> _WHAT IS ASKED_
Condense the paragraph of the commentary below that begins "A few have come out" into a short bulleted list, keeping its main facts.

> _GIVEN PASSAGE_
________

“The Hysteria Of The Hillary Haters”: An Exaggerated Animosity Lacking Any Rational Connection To Reality
Over the past few weeks, Republican politicians and party officials have begun the dreary and demoralizing work of reconciling themselves to the prospect of Donald Trump serving as the GOP’s presidential nominee.
Conservative writers and intellectuals, by contrast, have been more obstinate.
A few have come out in grudging and grumbling support of the likely Democratic nominee Hillary Clinton. Most of the others, meanwhile, have expressed disgust at the prospect of having to choose between Trump and Clinton at all. This has inspired a small group of dissenters to fasten onto the fantasy of sparking a “true conservative” third-party challenge to Trump.
But many of the rest seem inclined to settle into a pox-on-both-your-houses position: Trump’s unfitness to serve as president is obvious, running the gamut from wholesale ignorance about policy to temperamental volatility and authoritarian instincts that alarm every informed and responsible observer. But Clinton is no better. She’s corrupt! She can’t be trusted! She isn’t qualified to be president! And oh boy, is she unlikeable!
This implies that the most responsible thing for a conservative to do is refrain from voting at all.
That would be foolish. Does Clinton have flaws? You bet she does. But the Hillary hatred that seems to motivate the right’s most adamant objections to her ascending to the presidency is rooted in unfair and exaggerated animosity lacking any rational connection to reality.
The national threat posed by a potential President Trump more than justifies that conservatives promptly get over it.

________

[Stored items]

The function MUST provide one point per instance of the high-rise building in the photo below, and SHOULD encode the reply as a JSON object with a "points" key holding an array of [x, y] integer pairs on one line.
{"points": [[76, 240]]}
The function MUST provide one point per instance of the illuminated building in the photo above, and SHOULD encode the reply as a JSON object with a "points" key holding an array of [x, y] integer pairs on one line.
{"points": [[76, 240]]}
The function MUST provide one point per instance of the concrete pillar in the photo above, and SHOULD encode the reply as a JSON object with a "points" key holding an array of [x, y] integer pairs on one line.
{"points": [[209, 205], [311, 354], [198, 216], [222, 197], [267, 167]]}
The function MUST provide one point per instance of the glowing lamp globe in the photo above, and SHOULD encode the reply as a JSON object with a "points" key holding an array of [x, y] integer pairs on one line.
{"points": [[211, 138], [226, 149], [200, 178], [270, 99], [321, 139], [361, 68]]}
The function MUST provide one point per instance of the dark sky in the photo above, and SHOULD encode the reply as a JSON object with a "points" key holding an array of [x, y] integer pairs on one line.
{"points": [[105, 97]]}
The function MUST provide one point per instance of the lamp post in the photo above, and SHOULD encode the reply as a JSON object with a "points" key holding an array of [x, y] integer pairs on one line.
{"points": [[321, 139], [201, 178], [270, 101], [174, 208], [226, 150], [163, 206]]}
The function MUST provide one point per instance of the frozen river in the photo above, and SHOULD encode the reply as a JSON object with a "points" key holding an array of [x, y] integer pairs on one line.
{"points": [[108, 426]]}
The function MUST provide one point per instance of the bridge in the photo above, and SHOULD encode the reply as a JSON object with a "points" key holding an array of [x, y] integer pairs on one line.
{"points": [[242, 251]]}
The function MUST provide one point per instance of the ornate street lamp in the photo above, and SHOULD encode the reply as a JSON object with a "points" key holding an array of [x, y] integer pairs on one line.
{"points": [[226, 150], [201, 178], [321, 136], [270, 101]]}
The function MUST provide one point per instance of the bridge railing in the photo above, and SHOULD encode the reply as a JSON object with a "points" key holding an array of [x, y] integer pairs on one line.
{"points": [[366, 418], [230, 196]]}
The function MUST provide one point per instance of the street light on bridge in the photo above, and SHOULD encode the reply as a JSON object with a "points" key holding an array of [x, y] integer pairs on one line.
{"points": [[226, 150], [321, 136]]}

________

> _RESPONSE FOR THIS EXERCISE_
- A few conservative writers and intellectuals have grudgingly backed Hillary Clinton, the likely Democratic nominee.
- Most others have expressed disgust at having to choose between Trump and Clinton at all.
- That disgust led a small group of dissenters to latch onto the fantasy of a "true conservative" third-party challenge to Trump.